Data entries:
★ ★ ★ ★ ★ ★ ★
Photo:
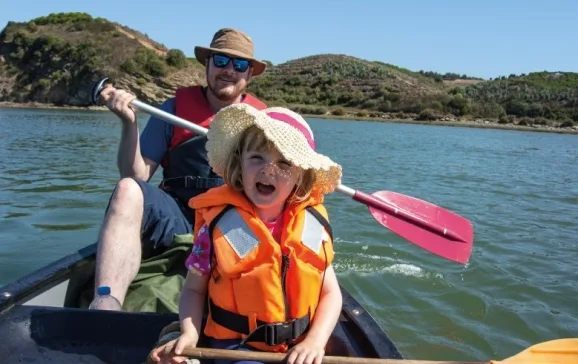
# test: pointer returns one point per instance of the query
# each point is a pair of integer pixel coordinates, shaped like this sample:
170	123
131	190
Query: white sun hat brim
230	123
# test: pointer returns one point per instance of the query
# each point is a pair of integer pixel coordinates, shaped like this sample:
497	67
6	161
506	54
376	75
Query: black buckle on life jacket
268	333
284	332
191	182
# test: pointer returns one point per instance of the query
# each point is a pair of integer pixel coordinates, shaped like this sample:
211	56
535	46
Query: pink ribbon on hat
296	124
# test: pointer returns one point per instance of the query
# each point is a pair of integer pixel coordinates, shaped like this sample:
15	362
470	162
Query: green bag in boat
158	283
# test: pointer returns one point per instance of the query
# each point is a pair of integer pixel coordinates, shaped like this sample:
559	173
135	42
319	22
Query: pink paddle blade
426	225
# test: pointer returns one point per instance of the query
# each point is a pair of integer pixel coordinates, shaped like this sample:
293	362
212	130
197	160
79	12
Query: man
139	209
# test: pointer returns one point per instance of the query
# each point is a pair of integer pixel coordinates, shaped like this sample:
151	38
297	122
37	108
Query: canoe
40	322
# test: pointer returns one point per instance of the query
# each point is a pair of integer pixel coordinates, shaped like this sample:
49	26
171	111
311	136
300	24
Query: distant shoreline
482	124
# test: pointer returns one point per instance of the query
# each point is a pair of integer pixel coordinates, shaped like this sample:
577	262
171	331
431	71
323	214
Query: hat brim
228	126
202	53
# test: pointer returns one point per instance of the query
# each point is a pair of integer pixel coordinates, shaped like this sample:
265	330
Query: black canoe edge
29	324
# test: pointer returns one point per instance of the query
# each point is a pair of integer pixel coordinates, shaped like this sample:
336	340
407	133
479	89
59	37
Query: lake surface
519	189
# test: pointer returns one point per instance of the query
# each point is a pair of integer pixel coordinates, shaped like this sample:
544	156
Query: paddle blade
426	225
562	351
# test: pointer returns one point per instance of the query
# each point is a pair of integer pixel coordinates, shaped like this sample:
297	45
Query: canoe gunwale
363	331
44	278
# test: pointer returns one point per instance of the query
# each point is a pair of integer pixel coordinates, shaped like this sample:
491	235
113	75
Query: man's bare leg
119	244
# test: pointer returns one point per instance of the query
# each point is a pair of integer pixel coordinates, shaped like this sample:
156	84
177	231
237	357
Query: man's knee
127	195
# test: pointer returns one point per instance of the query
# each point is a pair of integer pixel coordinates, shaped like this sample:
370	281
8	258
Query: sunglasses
239	64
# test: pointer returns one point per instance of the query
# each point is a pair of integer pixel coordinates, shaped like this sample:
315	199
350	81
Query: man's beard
225	95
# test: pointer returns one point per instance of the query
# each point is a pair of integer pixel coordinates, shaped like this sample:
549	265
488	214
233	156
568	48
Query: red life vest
186	170
191	105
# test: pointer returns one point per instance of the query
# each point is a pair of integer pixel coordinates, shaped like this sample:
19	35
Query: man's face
229	80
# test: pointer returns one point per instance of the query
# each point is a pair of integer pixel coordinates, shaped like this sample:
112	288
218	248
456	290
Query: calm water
520	190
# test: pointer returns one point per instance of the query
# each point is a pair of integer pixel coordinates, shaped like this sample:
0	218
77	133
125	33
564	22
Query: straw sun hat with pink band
287	130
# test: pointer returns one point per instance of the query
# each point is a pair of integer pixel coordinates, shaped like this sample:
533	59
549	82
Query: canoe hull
40	321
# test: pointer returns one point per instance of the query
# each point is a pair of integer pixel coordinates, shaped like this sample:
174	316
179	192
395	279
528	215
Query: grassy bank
486	124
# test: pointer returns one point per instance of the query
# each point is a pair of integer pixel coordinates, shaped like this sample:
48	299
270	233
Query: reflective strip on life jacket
242	239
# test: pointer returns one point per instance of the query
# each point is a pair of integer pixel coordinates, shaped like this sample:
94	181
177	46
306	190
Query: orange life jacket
261	290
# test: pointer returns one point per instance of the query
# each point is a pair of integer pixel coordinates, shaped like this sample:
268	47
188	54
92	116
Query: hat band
294	123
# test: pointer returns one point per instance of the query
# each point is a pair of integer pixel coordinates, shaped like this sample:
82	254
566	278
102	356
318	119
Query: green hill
55	60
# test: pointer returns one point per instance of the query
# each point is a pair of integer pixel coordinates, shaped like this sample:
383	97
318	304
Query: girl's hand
306	352
158	355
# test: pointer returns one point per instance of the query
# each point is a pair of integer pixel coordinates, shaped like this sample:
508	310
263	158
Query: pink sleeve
199	261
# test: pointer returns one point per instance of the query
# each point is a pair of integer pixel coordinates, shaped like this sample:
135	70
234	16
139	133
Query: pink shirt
199	261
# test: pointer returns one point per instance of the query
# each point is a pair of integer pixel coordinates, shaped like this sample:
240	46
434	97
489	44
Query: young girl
262	243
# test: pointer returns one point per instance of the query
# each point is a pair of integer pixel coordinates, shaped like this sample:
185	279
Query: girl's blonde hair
253	139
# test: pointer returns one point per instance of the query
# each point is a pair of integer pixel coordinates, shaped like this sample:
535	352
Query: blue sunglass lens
239	65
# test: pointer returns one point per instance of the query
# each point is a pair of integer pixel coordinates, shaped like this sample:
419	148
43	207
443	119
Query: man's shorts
163	217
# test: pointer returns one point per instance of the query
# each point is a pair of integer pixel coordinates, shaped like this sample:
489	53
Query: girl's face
268	180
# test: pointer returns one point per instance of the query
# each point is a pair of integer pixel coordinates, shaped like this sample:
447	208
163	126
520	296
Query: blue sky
483	38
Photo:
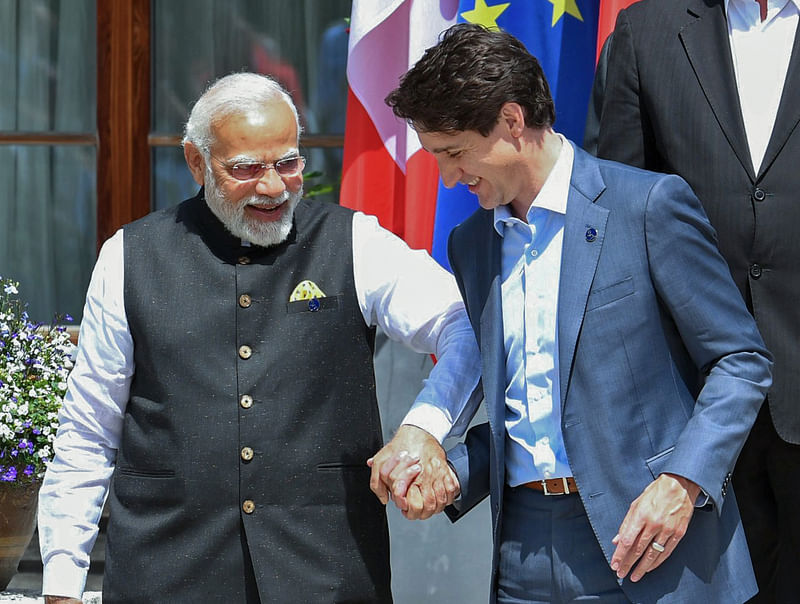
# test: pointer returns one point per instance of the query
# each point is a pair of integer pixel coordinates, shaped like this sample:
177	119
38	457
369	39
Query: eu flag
562	34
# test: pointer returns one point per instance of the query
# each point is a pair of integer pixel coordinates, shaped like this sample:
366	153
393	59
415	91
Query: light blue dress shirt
531	265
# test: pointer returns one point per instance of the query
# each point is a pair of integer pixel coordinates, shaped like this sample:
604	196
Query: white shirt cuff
62	577
430	418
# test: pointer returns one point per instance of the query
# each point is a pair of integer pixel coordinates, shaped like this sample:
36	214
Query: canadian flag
384	170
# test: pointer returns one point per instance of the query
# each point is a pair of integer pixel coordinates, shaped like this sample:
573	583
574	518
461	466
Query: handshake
412	471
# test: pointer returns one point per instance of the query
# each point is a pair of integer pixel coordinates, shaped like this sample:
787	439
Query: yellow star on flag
564	6
485	15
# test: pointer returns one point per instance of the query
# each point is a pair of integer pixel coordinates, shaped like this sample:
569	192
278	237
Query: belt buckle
546	492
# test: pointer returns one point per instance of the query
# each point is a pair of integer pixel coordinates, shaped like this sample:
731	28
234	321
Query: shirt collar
553	194
772	5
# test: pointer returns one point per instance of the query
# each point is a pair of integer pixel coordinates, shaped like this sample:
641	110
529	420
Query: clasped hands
412	471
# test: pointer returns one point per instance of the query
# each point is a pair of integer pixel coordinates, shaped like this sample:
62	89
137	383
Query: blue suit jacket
662	369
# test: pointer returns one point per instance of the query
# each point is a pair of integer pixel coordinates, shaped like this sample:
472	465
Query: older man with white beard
223	395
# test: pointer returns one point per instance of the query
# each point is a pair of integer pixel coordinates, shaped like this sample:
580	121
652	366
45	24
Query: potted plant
34	364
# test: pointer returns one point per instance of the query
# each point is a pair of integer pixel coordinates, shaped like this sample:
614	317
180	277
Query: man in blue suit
621	369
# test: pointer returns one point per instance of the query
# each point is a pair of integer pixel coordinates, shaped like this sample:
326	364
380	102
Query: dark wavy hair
463	81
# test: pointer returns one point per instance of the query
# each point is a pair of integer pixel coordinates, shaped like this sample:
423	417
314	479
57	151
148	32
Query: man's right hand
412	469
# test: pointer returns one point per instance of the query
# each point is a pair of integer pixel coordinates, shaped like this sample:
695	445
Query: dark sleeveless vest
242	458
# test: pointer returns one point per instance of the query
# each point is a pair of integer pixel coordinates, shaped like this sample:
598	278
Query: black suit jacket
671	105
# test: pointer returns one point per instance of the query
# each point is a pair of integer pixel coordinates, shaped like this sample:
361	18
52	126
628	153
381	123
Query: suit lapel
584	233
789	108
491	333
705	40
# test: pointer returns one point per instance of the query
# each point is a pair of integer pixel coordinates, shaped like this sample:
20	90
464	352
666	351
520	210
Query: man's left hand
413	470
654	525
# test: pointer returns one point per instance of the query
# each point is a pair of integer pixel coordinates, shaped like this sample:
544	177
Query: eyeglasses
252	170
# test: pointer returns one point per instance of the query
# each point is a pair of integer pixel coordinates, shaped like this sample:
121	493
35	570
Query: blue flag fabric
562	34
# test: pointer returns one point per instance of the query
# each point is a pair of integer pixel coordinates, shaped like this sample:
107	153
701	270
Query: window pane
303	44
48	231
172	181
47	65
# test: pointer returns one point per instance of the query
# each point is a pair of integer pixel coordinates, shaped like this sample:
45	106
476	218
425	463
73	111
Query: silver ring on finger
657	546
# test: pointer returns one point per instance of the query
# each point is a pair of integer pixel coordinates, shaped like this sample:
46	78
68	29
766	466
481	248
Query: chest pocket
607	294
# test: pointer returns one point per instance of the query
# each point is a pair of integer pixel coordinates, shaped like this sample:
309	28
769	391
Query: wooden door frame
123	113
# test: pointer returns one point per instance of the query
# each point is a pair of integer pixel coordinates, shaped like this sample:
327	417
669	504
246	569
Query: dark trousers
549	553
767	485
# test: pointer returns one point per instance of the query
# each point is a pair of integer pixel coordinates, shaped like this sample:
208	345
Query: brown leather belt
553	486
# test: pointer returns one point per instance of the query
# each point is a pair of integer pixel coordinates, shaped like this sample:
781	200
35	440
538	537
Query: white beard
232	215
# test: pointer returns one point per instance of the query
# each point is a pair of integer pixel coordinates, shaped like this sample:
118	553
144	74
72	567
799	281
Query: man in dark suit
710	90
621	369
223	395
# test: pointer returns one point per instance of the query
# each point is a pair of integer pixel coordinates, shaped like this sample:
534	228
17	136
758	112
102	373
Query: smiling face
493	166
258	210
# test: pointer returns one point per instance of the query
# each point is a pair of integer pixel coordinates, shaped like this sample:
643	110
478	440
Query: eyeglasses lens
248	171
289	166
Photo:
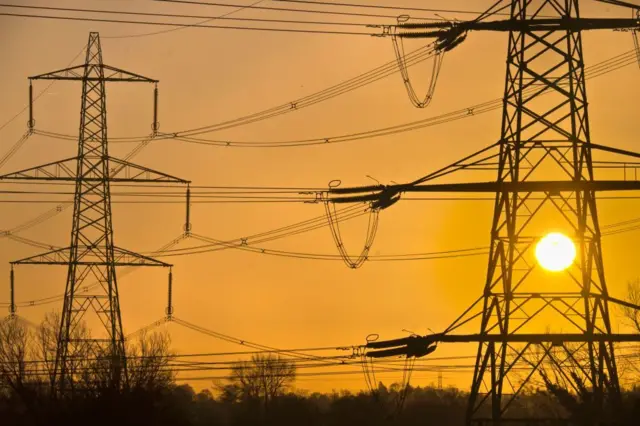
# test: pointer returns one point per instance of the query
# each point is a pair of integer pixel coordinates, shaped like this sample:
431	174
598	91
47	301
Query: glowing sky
207	76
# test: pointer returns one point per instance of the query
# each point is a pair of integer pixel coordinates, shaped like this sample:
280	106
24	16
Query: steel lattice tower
535	327
92	254
537	133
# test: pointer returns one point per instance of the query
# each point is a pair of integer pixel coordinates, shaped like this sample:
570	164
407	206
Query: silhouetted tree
148	361
264	377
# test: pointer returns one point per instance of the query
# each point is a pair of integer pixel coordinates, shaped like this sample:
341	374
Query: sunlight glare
555	252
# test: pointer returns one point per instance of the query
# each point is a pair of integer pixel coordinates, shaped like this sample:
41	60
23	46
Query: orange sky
207	76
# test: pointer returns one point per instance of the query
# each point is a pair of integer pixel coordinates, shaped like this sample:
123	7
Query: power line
169	30
294	10
19	113
602	68
184	16
173	24
371	6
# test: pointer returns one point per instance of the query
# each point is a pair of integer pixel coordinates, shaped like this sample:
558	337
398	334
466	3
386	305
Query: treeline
180	405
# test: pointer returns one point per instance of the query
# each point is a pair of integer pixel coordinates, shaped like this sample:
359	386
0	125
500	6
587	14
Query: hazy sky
210	75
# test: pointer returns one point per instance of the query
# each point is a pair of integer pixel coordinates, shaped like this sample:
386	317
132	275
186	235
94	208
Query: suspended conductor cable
438	59
372	228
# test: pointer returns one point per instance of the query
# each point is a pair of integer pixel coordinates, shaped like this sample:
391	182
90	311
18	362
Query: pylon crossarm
90	256
120	171
549	187
58	170
130	258
77	73
447	30
554	338
53	257
621	3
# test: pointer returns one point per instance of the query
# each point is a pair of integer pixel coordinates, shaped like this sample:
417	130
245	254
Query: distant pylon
92	253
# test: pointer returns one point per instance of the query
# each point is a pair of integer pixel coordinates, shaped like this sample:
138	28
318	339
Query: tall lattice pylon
92	254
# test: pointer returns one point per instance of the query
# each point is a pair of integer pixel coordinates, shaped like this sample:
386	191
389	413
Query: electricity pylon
92	253
535	327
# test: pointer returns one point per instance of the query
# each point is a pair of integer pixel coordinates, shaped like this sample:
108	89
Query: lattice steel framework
92	253
535	133
535	327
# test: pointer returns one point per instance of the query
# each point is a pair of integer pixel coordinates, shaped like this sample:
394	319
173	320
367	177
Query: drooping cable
372	228
438	59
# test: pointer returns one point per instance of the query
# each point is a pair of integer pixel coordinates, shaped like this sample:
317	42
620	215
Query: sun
555	252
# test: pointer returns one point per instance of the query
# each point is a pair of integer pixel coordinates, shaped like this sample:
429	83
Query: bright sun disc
555	252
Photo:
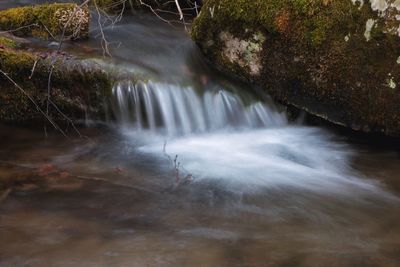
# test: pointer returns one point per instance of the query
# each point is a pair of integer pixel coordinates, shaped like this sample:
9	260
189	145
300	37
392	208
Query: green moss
78	88
311	21
46	20
315	56
7	42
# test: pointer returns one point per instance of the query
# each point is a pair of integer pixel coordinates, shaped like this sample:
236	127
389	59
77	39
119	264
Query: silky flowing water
194	169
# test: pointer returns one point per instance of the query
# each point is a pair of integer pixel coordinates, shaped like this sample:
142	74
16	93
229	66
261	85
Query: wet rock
79	88
46	21
335	59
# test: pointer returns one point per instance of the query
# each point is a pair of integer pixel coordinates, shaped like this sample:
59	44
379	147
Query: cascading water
180	111
248	146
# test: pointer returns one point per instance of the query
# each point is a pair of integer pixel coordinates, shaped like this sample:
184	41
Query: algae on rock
315	55
48	20
79	88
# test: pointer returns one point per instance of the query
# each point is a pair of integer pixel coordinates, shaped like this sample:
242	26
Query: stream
195	169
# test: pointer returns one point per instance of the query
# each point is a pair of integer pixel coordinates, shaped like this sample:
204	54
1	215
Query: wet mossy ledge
337	59
79	88
47	20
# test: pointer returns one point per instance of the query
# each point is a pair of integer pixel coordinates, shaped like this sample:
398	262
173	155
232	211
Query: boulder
79	88
337	59
48	20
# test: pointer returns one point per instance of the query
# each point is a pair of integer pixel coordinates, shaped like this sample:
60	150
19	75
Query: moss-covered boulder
79	88
48	20
338	59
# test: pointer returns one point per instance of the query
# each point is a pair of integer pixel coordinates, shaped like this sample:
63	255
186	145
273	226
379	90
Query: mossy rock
79	88
48	20
338	59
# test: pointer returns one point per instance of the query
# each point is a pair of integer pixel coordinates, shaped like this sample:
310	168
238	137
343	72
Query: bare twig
34	103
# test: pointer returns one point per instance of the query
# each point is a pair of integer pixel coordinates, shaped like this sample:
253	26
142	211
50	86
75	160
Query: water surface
194	170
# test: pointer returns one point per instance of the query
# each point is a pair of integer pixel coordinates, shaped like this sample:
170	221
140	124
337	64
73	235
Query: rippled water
196	170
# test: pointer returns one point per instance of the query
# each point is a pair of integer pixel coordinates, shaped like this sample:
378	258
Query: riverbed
193	169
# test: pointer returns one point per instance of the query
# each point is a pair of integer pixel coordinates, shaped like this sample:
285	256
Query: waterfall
176	110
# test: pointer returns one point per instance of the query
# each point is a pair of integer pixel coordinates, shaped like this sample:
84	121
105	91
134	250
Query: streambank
338	60
78	88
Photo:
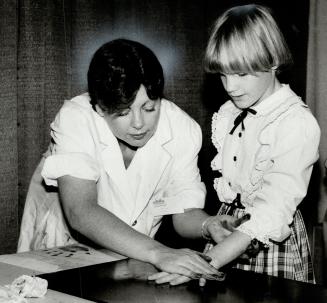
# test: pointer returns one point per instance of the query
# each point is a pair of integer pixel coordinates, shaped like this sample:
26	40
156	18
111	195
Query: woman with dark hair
122	157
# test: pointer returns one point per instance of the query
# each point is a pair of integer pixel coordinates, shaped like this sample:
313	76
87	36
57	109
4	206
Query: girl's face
136	124
247	90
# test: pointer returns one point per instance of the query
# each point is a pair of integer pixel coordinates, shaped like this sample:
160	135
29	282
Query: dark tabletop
126	281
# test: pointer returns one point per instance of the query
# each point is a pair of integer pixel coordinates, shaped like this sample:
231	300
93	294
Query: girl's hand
172	279
184	262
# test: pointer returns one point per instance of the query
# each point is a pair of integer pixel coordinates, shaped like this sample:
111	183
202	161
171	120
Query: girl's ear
99	110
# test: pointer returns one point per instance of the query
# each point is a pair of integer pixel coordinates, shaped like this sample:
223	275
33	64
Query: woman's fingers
158	275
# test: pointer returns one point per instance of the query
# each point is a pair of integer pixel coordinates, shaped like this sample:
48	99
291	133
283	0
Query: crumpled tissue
23	287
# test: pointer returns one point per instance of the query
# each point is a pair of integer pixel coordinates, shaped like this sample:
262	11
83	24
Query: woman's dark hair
116	72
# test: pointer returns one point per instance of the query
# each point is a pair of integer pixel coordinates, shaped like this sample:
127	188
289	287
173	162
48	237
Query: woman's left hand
172	279
221	226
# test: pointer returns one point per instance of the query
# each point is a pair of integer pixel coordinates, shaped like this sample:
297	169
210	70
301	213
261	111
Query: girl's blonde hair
246	39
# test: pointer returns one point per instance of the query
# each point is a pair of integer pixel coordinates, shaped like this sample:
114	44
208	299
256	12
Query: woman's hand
186	262
172	279
221	226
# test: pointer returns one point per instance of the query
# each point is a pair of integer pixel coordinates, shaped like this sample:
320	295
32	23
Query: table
125	281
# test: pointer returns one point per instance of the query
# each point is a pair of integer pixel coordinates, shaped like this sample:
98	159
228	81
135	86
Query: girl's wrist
204	229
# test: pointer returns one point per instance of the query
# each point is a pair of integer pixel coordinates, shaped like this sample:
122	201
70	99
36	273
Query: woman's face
247	90
136	124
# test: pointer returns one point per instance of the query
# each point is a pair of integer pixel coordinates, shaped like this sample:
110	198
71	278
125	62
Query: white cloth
269	163
163	177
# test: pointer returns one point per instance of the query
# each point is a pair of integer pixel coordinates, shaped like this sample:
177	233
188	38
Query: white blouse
269	163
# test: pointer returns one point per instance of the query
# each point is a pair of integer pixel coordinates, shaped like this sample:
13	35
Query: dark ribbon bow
240	119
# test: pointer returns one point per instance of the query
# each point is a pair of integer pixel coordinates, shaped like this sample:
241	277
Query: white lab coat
163	177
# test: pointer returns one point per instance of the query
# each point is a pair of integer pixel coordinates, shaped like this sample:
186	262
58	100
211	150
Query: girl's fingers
241	220
168	278
180	280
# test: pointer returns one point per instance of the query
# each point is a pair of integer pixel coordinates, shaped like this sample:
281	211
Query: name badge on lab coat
164	206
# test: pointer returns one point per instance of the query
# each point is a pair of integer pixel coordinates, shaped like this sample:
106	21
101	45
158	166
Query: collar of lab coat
156	156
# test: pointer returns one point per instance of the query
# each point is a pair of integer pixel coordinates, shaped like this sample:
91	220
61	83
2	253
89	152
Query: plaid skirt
290	259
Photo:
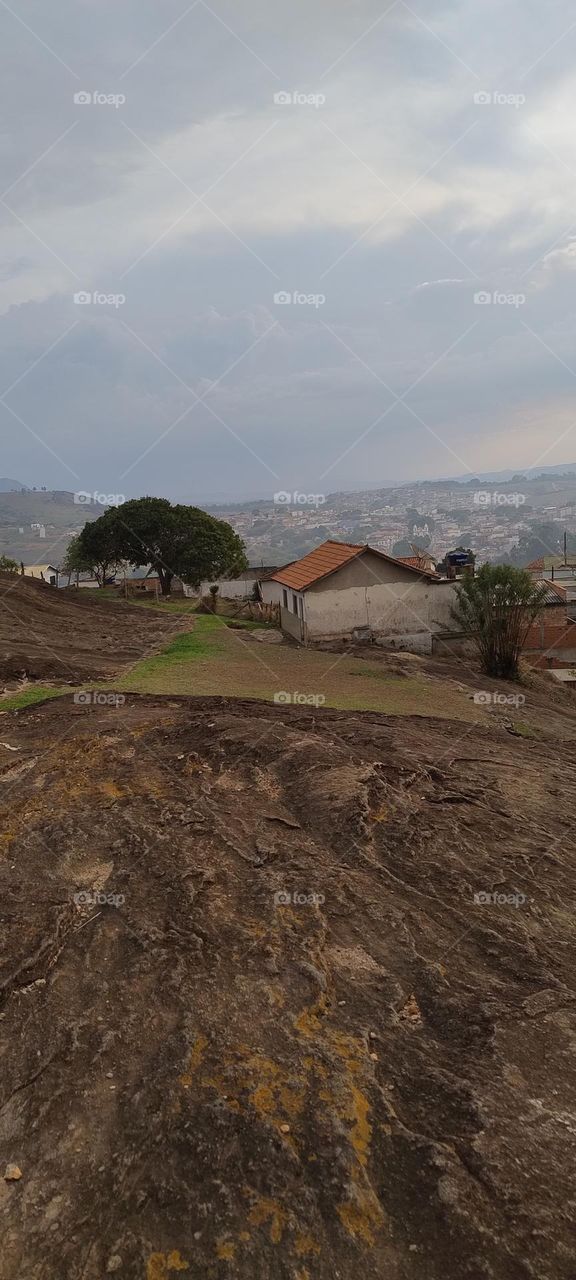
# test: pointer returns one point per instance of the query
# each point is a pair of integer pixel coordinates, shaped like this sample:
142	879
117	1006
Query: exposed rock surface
254	1022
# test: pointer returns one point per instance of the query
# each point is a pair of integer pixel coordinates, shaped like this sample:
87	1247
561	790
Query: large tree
176	540
88	554
496	609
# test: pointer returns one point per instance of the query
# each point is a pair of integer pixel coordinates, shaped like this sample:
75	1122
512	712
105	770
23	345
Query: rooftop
329	557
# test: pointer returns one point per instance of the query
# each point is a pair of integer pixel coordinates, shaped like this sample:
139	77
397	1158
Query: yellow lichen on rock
161	1264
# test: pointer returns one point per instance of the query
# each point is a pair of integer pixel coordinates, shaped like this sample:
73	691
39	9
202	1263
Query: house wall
400	613
272	592
229	588
551	641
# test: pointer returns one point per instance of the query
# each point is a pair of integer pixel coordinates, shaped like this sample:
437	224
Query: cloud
397	199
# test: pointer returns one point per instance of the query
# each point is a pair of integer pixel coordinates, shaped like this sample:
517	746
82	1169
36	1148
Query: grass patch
164	670
28	696
247	625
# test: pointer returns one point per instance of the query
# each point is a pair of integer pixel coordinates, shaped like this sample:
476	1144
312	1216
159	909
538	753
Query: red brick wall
551	640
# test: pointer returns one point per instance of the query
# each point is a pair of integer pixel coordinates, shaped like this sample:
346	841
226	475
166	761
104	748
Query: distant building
45	572
342	590
234	588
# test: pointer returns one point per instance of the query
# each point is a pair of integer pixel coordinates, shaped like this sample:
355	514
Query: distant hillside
58	515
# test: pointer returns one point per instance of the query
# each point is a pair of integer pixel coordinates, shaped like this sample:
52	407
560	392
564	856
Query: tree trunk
165	580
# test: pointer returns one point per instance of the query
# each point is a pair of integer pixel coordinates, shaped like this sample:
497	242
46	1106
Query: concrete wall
402	609
272	593
291	624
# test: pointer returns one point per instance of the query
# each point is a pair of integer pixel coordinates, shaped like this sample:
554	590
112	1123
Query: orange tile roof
414	561
320	562
328	558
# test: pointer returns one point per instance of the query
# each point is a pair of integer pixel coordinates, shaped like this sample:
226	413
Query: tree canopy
496	609
174	539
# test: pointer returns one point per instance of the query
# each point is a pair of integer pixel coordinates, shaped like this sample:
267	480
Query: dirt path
214	659
68	636
255	1022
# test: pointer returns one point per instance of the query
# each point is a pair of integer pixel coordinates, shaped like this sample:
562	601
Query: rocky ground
286	995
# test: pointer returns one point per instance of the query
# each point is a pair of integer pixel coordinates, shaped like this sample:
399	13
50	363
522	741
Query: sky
297	246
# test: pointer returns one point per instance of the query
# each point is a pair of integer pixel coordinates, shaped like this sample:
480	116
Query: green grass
28	696
187	648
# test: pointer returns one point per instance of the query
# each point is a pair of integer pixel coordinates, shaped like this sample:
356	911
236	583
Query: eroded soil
292	1047
71	635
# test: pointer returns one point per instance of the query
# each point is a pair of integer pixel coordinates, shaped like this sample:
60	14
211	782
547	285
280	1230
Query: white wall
394	609
272	592
229	588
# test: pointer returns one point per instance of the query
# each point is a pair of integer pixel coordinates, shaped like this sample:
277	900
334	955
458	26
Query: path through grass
214	659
★ ★ ★ ★ ★ ★ ★
* Exercise instructions *
Find every line in the data above that contains the word "brim", and copy each of those lines.

* The result *
Query: white sun hat brim
Query: hat brim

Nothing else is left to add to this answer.